═══ DOCUMENT TEXT ═══
Monitoring Setup
This guide walks you through setting up comprehensive monitoring for OSO Kafka Backup using Prometheus and Grafana.
Overview
OSO Kafka Backup exposes Prometheus metrics at /metrics endpoint, enabling you to:
- Track backup progress and throughput
- Monitor consumer lag per partition
- Measure storage write latency
- Alert on errors and performance issues
Quick Start with Docker
The fastest way to get started is using the provided Docker Compose stack.
Prerequisites
- Docker and Docker Compose installed
- OSO Kafka Backup running with metrics enabled
Start the Monitoring Stack
# Clone the repository (if you haven't already)
git clone https://github.com/osodevops/kafka-backup.git
cd kafka-backup
# Start the monitoring stack
cd docker
docker-compose -f docker-compose.metrics.yml up -d
This starts:
| Service | URL | Description |
|---|---|---|
| Prometheus | http://localhost:9090 | Metrics collection and querying |
| Grafana | http://localhost:3000 | Visualization dashboards |
| Mimir | http://localhost:9009 | Long-term metrics storage |
Access Grafana
- Open http://localhost:3000
- Login with
admin/admin - Navigate to Dashboards → Kafka Backup Monitoring
The dashboard is automatically provisioned with panels for all key metrics.

Docker Compose Configuration
Here's the complete docker-compose.metrics.yml:
version: '3.8'
services:
prometheus:
image: prom/prometheus:v2.48.0
container_name: kafka-backup-prometheus
ports:
- "9090:9090"
volumes:
- ./prometheus/prometheus.yml:/etc/prometheus/prometheus.yml:ro
- prometheus-data:/prometheus
command:
- '--config.file=/etc/prometheus/prometheus.yml'
- '--storage.tsdb.path=/prometheus'
- '--web.enable-lifecycle'
extra_hosts:
- "host.docker.internal:host-gateway"
grafana:
image: grafana/grafana:10.2.2
container_name: kafka-backup-grafana
ports:
- "3000:3000"
environment:
- GF_SECURITY_ADMIN_PASSWORD=admin
- GF_USERS_ALLOW_SIGN_UP=false
volumes:
- ./grafana/provisioning:/etc/grafana/provisioning:ro
- grafana-data:/var/lib/grafana
depends_on:
- prometheus
mimir:
image: grafana/mimir:2.11.0
container_name: kafka-backup-mimir
ports:
- "9009:9009"
volumes:
- ./mimir/mimir.yaml:/etc/mimir/mimir.yaml:ro
- mimir-data:/data
command:
- '--config.file=/etc/mimir/mimir.yaml'
volumes:
prometheus-data:
grafana-data:
mimir-data:
Prometheus Configuration
Create prometheus/prometheus.yml:
global:
scrape_interval: 15s
evaluation_interval: 15s
scrape_configs:
- job_name: 'kafka-backup'
static_configs:
- targets: ['host.docker.internal:8080']
scrape_interval: 5s
metrics_path: /metrics
host.docker.internal allows Prometheus running in Docker to scrape metrics from kafka-backup running on the host machine.
═══ SOURCE MATERIAL ═══
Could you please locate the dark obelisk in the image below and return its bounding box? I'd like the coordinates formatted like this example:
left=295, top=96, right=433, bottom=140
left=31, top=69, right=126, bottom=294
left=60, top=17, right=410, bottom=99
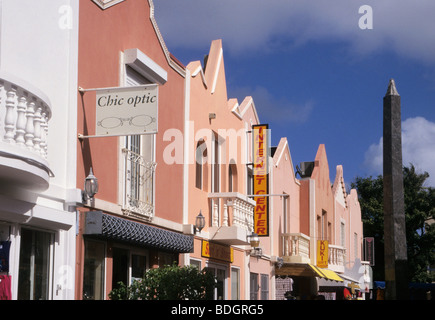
═══
Reproduce everything in the monitoring setup guide from "Monitoring Setup" down to "Docker Compose stack.", swapping "consumer lag" for "replication lag". The listing has no connection to the monitoring setup guide.

* _FULL RESPONSE_:
Monitoring Setup
This guide walks you through setting up comprehensive monitoring for OSO Kafka Backup using Prometheus and Grafana.
Overview
OSO Kafka Backup exposes Prometheus metrics at /metrics endpoint, enabling you to:
- Track backup progress and throughput
- Monitor replication lag per partition
- Measure storage write latency
- Alert on errors and performance issues
Quick Start with Docker
The fastest way to get started is using the provided Docker Compose stack.